◆ Information provided ◆

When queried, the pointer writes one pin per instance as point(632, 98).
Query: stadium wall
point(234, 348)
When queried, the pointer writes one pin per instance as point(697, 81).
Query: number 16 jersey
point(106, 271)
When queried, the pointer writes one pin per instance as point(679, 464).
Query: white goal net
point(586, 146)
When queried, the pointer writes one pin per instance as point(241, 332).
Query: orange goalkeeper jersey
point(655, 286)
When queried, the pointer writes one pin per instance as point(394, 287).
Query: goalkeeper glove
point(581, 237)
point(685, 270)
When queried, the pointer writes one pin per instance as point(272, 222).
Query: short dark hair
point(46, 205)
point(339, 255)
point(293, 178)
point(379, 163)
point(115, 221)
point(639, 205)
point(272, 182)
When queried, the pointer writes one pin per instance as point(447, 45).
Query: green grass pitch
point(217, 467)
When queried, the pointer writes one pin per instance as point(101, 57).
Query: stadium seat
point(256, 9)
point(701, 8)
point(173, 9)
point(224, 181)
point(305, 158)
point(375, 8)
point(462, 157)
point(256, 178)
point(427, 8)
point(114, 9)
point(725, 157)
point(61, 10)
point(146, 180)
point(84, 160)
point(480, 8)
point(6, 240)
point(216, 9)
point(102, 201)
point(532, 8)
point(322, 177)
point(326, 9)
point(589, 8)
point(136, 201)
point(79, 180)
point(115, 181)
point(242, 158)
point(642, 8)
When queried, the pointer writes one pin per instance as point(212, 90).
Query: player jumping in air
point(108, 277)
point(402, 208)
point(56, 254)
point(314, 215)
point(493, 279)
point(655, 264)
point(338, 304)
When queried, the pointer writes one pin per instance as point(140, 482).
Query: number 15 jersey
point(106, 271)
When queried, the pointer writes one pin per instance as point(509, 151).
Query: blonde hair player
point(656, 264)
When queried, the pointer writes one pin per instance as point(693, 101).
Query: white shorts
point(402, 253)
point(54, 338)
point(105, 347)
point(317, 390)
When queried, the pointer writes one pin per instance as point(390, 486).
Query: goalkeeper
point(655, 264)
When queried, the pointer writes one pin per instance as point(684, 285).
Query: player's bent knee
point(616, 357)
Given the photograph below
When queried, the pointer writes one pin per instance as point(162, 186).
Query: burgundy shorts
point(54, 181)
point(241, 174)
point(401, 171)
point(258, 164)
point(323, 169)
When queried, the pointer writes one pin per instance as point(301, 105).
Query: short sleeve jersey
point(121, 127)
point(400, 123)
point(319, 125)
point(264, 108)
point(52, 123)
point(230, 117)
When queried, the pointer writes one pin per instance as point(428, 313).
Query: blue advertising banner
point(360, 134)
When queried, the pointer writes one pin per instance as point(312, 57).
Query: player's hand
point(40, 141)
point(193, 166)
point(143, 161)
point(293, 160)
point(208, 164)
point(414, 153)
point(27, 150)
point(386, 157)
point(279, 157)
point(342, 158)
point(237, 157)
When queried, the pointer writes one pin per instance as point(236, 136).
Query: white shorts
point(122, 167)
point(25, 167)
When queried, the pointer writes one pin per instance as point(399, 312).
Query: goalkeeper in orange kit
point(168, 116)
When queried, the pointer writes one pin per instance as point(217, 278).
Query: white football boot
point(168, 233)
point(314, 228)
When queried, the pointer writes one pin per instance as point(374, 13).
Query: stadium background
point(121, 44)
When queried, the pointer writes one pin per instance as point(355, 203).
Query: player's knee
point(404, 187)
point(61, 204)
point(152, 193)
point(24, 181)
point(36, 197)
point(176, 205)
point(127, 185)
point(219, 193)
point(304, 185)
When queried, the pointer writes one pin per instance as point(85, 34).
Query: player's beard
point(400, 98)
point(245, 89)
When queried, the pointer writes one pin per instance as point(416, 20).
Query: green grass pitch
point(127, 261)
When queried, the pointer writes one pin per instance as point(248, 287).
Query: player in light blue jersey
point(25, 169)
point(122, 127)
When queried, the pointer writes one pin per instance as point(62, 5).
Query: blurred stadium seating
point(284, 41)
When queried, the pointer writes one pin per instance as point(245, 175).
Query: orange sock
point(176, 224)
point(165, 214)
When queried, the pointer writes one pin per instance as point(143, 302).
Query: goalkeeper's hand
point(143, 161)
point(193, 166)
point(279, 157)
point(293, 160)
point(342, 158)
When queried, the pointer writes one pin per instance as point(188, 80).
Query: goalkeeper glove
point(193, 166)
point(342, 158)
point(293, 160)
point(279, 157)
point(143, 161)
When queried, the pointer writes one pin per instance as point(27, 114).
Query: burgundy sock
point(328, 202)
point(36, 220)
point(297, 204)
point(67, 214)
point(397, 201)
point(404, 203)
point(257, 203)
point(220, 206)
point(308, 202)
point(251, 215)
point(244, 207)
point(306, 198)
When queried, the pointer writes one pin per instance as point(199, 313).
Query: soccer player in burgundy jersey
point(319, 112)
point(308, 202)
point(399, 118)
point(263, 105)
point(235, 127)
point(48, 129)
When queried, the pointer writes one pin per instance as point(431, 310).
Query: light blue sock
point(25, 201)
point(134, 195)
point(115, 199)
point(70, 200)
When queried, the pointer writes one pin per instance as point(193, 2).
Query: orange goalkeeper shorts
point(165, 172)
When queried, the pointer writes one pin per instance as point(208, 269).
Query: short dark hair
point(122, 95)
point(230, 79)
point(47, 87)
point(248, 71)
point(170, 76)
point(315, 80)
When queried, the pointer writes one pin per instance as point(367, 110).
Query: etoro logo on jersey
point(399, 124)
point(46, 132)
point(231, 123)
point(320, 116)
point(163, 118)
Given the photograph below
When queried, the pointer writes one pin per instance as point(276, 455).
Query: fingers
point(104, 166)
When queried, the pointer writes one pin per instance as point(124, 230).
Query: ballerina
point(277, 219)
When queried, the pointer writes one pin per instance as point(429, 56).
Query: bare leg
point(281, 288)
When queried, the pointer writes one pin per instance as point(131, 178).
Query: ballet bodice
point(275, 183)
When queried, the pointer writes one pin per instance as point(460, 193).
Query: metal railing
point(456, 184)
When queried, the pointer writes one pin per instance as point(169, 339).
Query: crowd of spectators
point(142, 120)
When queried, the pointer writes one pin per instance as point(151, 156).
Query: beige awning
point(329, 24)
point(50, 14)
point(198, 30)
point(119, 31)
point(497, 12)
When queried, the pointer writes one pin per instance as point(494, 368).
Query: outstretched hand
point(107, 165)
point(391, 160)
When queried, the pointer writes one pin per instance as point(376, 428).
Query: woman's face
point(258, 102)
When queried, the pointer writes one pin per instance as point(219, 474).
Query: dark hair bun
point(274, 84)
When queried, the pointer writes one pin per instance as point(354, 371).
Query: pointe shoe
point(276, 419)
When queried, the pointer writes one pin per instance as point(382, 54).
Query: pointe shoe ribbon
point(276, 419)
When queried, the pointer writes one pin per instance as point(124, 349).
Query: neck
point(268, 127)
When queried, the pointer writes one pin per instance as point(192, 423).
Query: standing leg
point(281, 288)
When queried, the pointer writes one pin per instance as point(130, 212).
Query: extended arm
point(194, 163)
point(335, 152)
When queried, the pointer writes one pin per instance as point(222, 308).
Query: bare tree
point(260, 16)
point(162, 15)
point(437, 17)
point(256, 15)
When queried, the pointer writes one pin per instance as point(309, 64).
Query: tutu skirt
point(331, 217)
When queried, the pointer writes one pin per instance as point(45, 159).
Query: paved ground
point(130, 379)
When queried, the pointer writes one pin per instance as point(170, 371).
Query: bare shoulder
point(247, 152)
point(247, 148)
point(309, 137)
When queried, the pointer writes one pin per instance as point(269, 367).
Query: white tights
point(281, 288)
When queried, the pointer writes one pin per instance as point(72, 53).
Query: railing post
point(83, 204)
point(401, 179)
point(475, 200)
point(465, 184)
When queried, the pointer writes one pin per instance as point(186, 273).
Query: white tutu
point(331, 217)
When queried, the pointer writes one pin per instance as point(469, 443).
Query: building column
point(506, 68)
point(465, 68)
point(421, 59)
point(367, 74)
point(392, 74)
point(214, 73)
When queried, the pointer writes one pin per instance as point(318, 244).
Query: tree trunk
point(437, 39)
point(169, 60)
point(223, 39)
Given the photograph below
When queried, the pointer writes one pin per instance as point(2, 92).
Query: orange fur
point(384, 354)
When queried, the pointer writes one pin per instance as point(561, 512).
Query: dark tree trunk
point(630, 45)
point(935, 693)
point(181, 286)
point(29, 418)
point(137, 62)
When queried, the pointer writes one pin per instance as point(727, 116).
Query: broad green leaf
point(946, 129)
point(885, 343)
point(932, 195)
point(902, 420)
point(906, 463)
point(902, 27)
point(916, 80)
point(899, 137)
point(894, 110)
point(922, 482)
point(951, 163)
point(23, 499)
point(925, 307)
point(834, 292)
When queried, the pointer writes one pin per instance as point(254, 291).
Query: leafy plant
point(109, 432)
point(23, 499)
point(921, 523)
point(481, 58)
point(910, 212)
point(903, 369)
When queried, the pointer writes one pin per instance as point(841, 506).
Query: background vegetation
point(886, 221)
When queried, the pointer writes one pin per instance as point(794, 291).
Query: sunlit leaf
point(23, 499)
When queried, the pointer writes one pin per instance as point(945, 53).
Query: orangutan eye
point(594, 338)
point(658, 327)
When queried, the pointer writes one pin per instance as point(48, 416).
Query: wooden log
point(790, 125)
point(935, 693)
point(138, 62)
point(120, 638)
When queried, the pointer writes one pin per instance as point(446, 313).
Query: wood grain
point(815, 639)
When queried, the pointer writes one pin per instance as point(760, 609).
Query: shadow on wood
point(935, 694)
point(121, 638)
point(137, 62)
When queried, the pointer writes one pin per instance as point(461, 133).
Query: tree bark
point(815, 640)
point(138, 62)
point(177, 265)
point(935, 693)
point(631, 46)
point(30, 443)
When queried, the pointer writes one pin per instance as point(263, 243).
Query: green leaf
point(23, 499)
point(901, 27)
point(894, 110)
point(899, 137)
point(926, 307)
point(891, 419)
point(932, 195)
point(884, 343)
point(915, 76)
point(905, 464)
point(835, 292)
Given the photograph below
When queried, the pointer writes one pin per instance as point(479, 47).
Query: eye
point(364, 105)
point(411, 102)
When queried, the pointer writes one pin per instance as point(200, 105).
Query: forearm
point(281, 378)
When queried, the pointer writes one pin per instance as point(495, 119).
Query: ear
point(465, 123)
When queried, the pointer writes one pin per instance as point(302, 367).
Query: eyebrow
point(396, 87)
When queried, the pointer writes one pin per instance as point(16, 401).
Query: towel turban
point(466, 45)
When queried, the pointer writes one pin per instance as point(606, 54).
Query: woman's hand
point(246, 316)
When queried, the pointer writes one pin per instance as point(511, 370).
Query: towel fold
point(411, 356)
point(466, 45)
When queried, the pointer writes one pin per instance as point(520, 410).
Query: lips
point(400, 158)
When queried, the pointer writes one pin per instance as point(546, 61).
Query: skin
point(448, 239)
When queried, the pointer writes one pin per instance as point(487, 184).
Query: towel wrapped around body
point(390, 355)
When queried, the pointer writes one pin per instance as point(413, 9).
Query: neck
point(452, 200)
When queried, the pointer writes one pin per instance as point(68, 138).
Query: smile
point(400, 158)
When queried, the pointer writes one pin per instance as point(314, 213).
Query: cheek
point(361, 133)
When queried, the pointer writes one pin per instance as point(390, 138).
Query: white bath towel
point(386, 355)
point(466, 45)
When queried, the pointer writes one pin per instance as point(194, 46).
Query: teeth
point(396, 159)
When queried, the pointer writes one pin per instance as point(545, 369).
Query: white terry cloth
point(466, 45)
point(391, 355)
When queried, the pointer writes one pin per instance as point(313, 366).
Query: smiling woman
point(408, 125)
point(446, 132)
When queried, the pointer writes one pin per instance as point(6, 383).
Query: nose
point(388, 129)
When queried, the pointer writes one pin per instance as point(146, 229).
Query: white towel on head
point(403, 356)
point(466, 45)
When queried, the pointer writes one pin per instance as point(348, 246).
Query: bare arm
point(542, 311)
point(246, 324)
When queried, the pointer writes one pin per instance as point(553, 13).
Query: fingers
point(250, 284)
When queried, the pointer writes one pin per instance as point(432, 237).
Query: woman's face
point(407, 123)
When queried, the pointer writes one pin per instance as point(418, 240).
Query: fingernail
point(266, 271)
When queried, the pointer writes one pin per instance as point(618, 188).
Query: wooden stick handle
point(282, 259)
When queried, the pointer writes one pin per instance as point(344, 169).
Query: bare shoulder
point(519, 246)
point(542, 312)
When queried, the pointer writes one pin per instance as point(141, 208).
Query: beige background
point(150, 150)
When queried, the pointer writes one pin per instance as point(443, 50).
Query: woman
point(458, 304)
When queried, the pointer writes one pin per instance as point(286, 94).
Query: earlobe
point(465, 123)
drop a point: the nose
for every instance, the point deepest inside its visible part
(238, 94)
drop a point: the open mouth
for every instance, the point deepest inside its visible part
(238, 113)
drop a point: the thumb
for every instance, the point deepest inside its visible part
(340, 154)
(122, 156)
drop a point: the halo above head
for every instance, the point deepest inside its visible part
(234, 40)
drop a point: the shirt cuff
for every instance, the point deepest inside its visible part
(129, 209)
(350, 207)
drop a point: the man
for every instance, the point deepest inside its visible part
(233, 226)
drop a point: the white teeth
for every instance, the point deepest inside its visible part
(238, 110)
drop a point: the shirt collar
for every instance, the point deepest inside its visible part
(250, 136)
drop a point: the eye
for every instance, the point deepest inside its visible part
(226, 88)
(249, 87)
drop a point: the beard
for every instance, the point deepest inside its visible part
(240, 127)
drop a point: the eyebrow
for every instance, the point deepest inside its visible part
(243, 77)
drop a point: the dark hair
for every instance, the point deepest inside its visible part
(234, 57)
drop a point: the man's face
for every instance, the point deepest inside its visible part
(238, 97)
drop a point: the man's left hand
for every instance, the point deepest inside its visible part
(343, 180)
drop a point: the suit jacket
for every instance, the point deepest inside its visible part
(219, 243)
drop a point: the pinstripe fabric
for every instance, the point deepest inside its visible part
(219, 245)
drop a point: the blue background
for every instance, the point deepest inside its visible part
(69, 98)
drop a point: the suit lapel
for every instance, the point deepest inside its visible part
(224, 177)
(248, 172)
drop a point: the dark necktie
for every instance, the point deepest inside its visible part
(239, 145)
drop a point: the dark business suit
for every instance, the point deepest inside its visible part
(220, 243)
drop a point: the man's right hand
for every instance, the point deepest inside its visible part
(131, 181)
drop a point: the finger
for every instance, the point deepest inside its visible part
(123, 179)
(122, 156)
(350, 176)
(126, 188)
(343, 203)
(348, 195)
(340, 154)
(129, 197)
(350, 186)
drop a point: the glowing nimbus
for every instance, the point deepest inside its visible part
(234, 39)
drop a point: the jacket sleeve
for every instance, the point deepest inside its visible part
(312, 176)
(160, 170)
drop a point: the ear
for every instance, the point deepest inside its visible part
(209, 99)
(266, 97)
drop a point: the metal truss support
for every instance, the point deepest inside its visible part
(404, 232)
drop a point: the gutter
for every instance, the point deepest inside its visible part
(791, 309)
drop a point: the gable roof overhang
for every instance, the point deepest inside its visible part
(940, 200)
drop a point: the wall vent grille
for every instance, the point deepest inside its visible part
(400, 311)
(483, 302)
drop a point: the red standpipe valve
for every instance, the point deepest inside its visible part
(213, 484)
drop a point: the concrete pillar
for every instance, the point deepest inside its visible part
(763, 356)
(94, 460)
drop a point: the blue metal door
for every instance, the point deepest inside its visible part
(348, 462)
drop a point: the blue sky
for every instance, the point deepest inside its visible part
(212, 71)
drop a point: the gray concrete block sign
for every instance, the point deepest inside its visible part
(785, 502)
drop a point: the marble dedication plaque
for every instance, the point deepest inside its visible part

◆ Directions ◆
Which lines above include the string "jacket"? Show them.

◆ Output below ◆
drop a point: the suit jacket
drop a point: the jacket sleeve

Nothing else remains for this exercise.